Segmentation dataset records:
▬▬▬▬▬▬

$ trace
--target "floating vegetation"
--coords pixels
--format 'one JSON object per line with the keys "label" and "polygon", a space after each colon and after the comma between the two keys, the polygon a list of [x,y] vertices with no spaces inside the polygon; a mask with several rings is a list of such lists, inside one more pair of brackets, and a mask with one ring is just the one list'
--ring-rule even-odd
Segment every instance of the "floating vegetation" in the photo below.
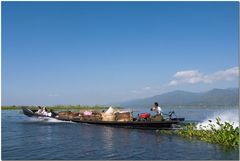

▬▬▬▬▬▬

→ **WHAT THE TASK REQUIRES**: Reproduce every line of the listing above verbatim, leaving out the picture.

→ **ANSWER TO THE PROBLEM**:
$ trace
--target "floating vegetation"
--coords pixels
--format 'one JSON object per line with the keys "label" and "polygon", a space after each colon and after the comma between the two keys, the polygon a list of [x,y] vertices with no spaces inside the polygon; a mask with several rings is a list of such lists, inside one more pair of brackets, and a mask with one ring is just the one list'
--ring-rule even-odd
Segment every instance of the "floating vegetation" in the photo below.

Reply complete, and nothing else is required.